What is required: Exclude any images and output the remaining records exactly.

Task material:
--- Start ---

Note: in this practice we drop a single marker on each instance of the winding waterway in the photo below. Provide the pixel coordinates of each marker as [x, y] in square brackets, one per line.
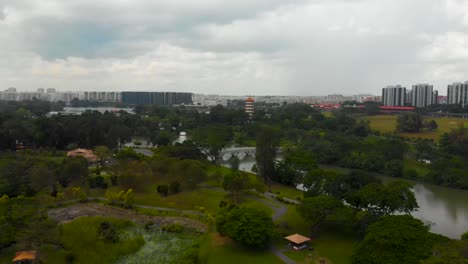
[444, 209]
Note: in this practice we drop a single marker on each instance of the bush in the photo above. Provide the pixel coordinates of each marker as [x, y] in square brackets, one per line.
[174, 187]
[97, 182]
[465, 236]
[173, 228]
[163, 189]
[252, 227]
[411, 174]
[108, 232]
[124, 199]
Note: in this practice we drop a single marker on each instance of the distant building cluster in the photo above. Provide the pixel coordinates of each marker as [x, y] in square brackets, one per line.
[130, 98]
[157, 98]
[49, 94]
[457, 93]
[250, 107]
[421, 95]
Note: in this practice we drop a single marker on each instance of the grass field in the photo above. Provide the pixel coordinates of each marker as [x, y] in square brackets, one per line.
[82, 244]
[287, 191]
[217, 249]
[187, 200]
[388, 123]
[328, 242]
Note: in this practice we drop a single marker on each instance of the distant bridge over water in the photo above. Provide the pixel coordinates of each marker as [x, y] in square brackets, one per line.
[240, 152]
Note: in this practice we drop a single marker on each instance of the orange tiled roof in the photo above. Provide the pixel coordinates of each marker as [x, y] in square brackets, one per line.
[298, 239]
[25, 255]
[86, 153]
[250, 99]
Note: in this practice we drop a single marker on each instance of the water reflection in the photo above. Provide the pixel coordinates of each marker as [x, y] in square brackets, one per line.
[444, 209]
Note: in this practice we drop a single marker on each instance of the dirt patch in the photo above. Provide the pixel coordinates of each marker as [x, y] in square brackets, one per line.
[67, 214]
[219, 240]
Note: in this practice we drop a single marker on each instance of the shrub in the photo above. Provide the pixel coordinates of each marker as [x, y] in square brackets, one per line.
[108, 232]
[252, 227]
[465, 236]
[97, 182]
[174, 187]
[163, 189]
[123, 198]
[173, 228]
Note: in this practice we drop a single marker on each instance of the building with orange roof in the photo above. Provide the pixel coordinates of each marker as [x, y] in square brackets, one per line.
[298, 242]
[25, 257]
[85, 153]
[250, 107]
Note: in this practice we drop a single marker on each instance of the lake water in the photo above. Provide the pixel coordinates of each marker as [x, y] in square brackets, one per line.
[80, 110]
[444, 209]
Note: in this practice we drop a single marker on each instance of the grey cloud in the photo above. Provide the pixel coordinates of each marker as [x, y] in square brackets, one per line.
[267, 46]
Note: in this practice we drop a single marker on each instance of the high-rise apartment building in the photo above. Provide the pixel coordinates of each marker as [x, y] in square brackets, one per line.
[394, 95]
[157, 98]
[457, 93]
[422, 95]
[249, 107]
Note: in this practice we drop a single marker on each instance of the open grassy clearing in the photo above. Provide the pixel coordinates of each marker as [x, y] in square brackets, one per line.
[334, 245]
[188, 200]
[217, 249]
[388, 123]
[286, 191]
[83, 242]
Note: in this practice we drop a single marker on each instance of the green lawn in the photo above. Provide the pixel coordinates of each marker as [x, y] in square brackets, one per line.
[412, 164]
[217, 249]
[328, 242]
[187, 200]
[388, 123]
[82, 243]
[286, 191]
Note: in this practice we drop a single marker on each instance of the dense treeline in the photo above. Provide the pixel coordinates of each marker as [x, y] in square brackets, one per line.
[343, 139]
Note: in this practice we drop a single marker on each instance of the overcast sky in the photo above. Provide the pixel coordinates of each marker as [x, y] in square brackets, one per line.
[238, 47]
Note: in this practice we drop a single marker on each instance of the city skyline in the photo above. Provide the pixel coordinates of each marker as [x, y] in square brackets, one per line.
[255, 47]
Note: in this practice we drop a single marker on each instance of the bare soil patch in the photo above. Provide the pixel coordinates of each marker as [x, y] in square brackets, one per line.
[67, 214]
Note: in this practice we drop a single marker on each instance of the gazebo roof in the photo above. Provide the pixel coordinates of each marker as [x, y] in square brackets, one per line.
[25, 255]
[297, 239]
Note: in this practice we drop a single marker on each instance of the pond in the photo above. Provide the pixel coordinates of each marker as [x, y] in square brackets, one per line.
[445, 210]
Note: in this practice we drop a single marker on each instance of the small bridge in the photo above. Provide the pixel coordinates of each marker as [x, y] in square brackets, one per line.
[240, 152]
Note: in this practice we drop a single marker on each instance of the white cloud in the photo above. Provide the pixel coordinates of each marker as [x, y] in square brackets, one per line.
[235, 47]
[451, 46]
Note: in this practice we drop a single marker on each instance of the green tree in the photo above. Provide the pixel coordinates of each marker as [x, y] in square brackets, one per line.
[265, 155]
[395, 239]
[316, 209]
[41, 177]
[73, 169]
[385, 199]
[252, 227]
[409, 122]
[103, 152]
[234, 163]
[448, 251]
[236, 183]
[212, 139]
[319, 182]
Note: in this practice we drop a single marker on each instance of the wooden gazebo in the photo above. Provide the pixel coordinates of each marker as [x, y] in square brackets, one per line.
[298, 242]
[25, 257]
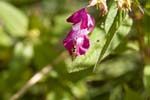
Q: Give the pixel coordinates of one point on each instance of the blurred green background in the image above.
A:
(31, 35)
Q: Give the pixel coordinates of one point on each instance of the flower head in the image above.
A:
(77, 40)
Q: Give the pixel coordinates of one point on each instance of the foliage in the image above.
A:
(116, 67)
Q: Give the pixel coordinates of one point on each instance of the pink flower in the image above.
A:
(77, 40)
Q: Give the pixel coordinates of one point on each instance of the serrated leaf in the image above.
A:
(132, 95)
(5, 40)
(116, 33)
(97, 39)
(110, 17)
(13, 20)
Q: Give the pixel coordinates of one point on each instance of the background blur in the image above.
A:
(31, 35)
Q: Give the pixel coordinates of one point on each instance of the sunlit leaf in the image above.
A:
(132, 95)
(13, 20)
(116, 34)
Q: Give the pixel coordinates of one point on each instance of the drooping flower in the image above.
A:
(77, 40)
(124, 4)
(101, 4)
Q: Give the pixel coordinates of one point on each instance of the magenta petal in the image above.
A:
(68, 42)
(84, 23)
(76, 17)
(82, 45)
(77, 41)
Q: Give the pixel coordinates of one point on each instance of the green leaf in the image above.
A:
(13, 20)
(5, 40)
(132, 95)
(116, 34)
(116, 93)
(110, 17)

--- End ---

Output of the task:
Note: in this practice we drop a single marker on each instance of the winding waterway in the photo below. Provide the pixel coordinates of each marker as [x, y] in square brackets, one per line.
[444, 209]
Note: in this practice we drop a single marker on each instance of the bush in the photo above. Provide the pixel coordinates of each marker as [x, y] in square brackets, one per line.
[174, 187]
[97, 182]
[465, 236]
[173, 228]
[163, 189]
[252, 227]
[411, 174]
[108, 232]
[124, 199]
Note: in this practice we drop a single marker on each instance of the distant building cluster in the photo above. Provide the pixel coordinates of each marker as [x, y] in square brackets, one per line.
[130, 98]
[157, 98]
[49, 94]
[457, 93]
[250, 107]
[421, 95]
Note: in this practice we drop a single marker on each instance of the grass field in the photo above. Provide the pixel coordinates of each marker as [x, y] in square brackets, one per line.
[82, 244]
[287, 191]
[217, 249]
[187, 200]
[388, 123]
[328, 242]
Note: in this practice we drop a single marker on each instance of the distant bridge over water in the photo above. Provide the pixel coordinates of each marker as [x, y] in square brackets, one per line.
[240, 152]
Note: in this practice we drop a single marker on each instance of the orange tiled roof in the photo above. Provide the pixel coordinates of each marker as [x, y] in square brackets, one per line.
[298, 239]
[25, 255]
[86, 153]
[250, 99]
Note: in this practice we drop a single marker on each instance of the water reflection in the photo above. Provide the pixel coordinates of each marker as [x, y] in square brackets, one per line.
[444, 209]
Note: in this practice we drop a single marker on each instance of the dirt patch in the photo above. Provide the pixel coordinates of each marker as [x, y] in square brackets, one per line.
[67, 214]
[219, 240]
Note: in this practice we drop a single marker on each instance of the shrub in the photo above. Provide the pixel coordinates of each marker as [x, y] in square brackets, one per line.
[108, 232]
[252, 227]
[465, 236]
[97, 182]
[174, 187]
[163, 189]
[123, 198]
[173, 228]
Note: in this practice we drop a single marker on each instance of the building with orange roof in the photo above. Provide the pixel coordinates of each marker as [x, y] in square brackets, one per line.
[298, 242]
[25, 257]
[85, 153]
[250, 107]
Note: in this practice we drop a single marker on each instance of the lake water in the photo above. Provide the pixel coordinates of each marker as [x, y] in square brackets, one per line.
[80, 110]
[444, 209]
Note: in this practice we drop a single marker on each instance of the grey cloud in the photo above. Provide the pixel coordinates of each marker as [x, y] in square brackets, one per line.
[267, 46]
Note: in this practice we drop a single marker on each instance of the high-rise apartment building in the photo above. Provide the pixel coordinates of each marker as [x, y] in square brackets, one per line.
[394, 95]
[157, 98]
[457, 93]
[422, 95]
[249, 107]
Note: in this practice we drop a single marker on each instance of the open grassy clearing in the photo above. Provide the pixel coordinates of each marker as [x, y] in square brackets, one per line.
[334, 245]
[188, 200]
[217, 249]
[388, 123]
[286, 191]
[83, 242]
Note: in this practice we drop a single marker on each instance of the green lawn in the photo above. Provide the pixel coordinates of each marker as [x, y] in square brackets, one per line.
[412, 164]
[217, 249]
[328, 242]
[187, 200]
[388, 123]
[82, 243]
[286, 191]
Note: in this practice we drop a single marker on each instance of the dense treeline in the photo above. Provide the pixel coordinates of each marker as [x, y] in square brackets, one per line.
[343, 139]
Note: in this practice we drop a single marker on each instance of the overcast sky in the photo above. Provide the pixel coordinates of each marker as [x, y] in square brackets, one per line.
[238, 47]
Note: in this practice we drop a single marker on each instance of the city skyline in the photo above. Provide the pixel coordinates of each marker as [x, y] in square brackets, one per line.
[255, 47]
Note: in this practice we drop a single marker on each instance of the bare soil patch in the photo above. Provide the pixel coordinates of each marker as [x, y] in square brackets, one per line.
[67, 214]
Note: in this practice we drop a single marker on each instance of the gazebo roof in the photo above. Provide the pixel coordinates of each marker as [x, y] in square brackets, one per line.
[25, 255]
[297, 239]
Note: in this practice we drop a single marker on each instance of the pond in the photo above. Provide the pixel coordinates of each marker as [x, y] in square brackets, one per line.
[445, 210]
Note: in this practice we drop a single marker on each instance of the small bridge in the photo above. Provide the pixel coordinates of each marker as [x, y] in square brackets, one per line.
[240, 152]
Note: in this practice we drop a single marker on each instance of the white cloud in the photo above. Provide the pixel coordinates of each marker as [x, y] in square brackets, one per line.
[235, 47]
[451, 46]
Note: in this practice we drop a single marker on each instance of the green tree in the photo above. Provide the pixel coordinates of each marker as [x, y] in square brackets, one per line.
[265, 155]
[395, 239]
[316, 209]
[41, 177]
[73, 169]
[385, 199]
[252, 227]
[409, 122]
[103, 152]
[234, 163]
[448, 251]
[236, 183]
[212, 139]
[319, 182]
Note: in this practice we drop a single marker on each instance of the wooden gazebo in the photo above. Provide the pixel coordinates of each marker as [x, y] in square brackets, one per line.
[298, 242]
[25, 257]
Q: Give the pixel coordinates of one point on each instance of the blurred green background in the image above.
A:
(31, 35)
Q: Give the pixel coordinates of one point on each instance of the flower head in the image above.
A:
(77, 40)
Q: Give the pixel coordinates of one point on each instance of the foliage in the image above.
A:
(116, 67)
Q: Give the pixel coordinates of one point on each instance of the pink flower in the image above.
A:
(77, 40)
Q: Give the pixel coordinates of one point on each instance of the serrated leaf in the image above.
A:
(132, 95)
(5, 40)
(116, 33)
(97, 39)
(110, 17)
(13, 20)
Q: Give the pixel coordinates of one point on each instance of the background blur in the image above.
A:
(31, 35)
Q: Give the pixel coordinates of one point on each instance of the sunlit leaf in the image above.
A:
(132, 95)
(13, 20)
(116, 34)
Q: Give the pixel coordinates of one point on each instance of the drooping flower in the image above.
A:
(77, 40)
(124, 4)
(101, 4)
Q: Give the pixel coordinates of one point on each instance of the magenta petal in the image above.
A:
(68, 42)
(84, 23)
(76, 17)
(82, 45)
(77, 41)
Q: Give the pixel coordinates of one point on each instance of the green leaf in the image above.
A:
(13, 20)
(5, 40)
(132, 95)
(116, 34)
(116, 93)
(110, 17)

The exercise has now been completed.